■ Work to complete:
[1] From the myelopathy abstract below, list every vocabulary the time-ordered medical codes were drawn from.
[2] Answer from the myelopathy abstract below, one answer per line:
(a) At what ratio were control patients matched to DCM patients?
(b) Which optimizer was used?
(c) On how many patients was the clmbr-t-base transformer model pre-trained?
[3] For each statement, answer yes or no according to the myelopathy abstract below. Quote the exact words from the abstract that decide it.
(a) The RNN was built with LSTM units.
(b) The models were trained to predict diagnoses as far as 2 years in advance.
(c) The control group was oversampled.

■ Source text:
Research Fellow Washington University in St. Louis
Introduction: Artificial intelligence-driven disease prediction has advanced significantly in recent years. At present, it can improve diagnosis precision, enable disease prevention by early detection, and streamline clinical decision-making. This study aims to train a deep learning model using raw Electronic Health Record (EHR) data to predict the future onset of Degenerative Cervical Myelopathy (DCM).
Methods: EHR data from Merative Explorys Dataset was used in this study. DCM patients were identified using ICD codes and matched with control patients at a 30:1 ratio. The dataset included time-ordered medical codes from SNOMED, RxNorm, LOINC, and CPT vocabularies. Two models, an RNN with GRU units and a temporal convolution network, were implemented using PyHealth, alongside the clmbr-t-base transformer model, pre-trained on data from 2.57 million Stanford Hospital patients. All models were trained using a two-logit linear classifier to predict diagnoses 6 months, 1 year, and 2 years in advance. The Sophia optimizer was used with weighted cross-entropy loss, undersampling the control group and adjusting gradient updates for cohort samples.

■ Extracted records:
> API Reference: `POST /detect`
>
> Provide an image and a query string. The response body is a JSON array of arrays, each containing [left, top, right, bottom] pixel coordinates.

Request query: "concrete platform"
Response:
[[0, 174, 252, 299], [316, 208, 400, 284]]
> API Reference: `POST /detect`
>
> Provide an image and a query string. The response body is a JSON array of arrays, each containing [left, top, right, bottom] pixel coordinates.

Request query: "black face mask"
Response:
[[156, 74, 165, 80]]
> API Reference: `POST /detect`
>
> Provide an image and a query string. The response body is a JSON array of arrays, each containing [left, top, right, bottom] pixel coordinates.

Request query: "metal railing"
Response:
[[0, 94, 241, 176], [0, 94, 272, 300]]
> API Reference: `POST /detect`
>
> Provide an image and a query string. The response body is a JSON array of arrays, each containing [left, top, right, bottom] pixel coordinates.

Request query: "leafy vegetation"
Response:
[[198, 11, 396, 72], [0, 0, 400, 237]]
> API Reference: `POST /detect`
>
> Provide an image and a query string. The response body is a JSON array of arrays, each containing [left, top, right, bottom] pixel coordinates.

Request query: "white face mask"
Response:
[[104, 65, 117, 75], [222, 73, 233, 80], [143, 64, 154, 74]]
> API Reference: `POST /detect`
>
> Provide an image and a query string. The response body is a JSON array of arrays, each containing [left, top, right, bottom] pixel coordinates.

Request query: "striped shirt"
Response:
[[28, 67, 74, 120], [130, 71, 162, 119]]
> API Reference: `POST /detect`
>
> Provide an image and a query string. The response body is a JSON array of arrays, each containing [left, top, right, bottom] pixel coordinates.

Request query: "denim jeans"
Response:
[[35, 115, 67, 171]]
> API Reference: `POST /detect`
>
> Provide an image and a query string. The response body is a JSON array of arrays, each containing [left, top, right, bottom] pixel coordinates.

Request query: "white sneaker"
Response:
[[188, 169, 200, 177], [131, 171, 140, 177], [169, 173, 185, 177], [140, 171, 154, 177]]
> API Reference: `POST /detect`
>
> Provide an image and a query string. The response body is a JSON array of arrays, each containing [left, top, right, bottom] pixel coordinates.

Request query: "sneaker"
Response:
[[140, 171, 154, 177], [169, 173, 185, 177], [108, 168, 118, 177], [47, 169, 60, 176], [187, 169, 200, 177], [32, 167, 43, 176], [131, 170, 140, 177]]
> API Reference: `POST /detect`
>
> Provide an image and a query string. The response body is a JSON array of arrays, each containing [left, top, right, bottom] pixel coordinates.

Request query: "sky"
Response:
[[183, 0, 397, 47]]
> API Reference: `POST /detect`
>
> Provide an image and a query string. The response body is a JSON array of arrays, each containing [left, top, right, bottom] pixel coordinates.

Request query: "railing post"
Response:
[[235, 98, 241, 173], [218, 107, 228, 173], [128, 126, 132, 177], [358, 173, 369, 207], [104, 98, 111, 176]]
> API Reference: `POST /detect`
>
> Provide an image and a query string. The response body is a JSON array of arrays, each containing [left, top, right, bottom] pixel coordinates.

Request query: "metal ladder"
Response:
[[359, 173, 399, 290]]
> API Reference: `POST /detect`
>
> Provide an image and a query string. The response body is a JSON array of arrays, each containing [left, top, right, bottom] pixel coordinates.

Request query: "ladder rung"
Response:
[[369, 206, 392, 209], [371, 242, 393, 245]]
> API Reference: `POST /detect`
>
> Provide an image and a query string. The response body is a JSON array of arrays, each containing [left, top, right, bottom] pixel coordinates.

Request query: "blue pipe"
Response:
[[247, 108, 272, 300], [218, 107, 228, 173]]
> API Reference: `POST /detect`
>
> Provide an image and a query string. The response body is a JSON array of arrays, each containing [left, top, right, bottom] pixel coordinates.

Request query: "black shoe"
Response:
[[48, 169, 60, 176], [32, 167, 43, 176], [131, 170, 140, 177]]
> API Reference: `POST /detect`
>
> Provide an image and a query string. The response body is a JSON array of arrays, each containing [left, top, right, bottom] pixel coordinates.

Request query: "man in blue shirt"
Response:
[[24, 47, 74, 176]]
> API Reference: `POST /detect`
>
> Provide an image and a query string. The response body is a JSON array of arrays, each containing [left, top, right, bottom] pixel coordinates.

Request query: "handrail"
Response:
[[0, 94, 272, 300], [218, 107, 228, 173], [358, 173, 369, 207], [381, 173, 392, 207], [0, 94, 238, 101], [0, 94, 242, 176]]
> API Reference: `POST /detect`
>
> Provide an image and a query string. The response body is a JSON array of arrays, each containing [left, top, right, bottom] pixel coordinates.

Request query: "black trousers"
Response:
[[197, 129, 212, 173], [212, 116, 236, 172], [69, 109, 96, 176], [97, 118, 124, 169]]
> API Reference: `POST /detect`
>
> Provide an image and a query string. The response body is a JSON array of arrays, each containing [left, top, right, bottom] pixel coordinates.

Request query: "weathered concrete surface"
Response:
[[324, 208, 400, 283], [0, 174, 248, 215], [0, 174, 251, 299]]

■ Solved tasks:
[1] SNOMED, RxNorm, LOINC, CPT

[2]
(a) 30:1
(b) The Sophia optimizer
(c) 2.57 million Stanford Hospital patients

[3]
(a) No: "an RNN with GRU units"
(b) Yes: "to predict diagnoses 6 months, 1 year, and 2 years in advance"
(c) No: "undersampling the control group"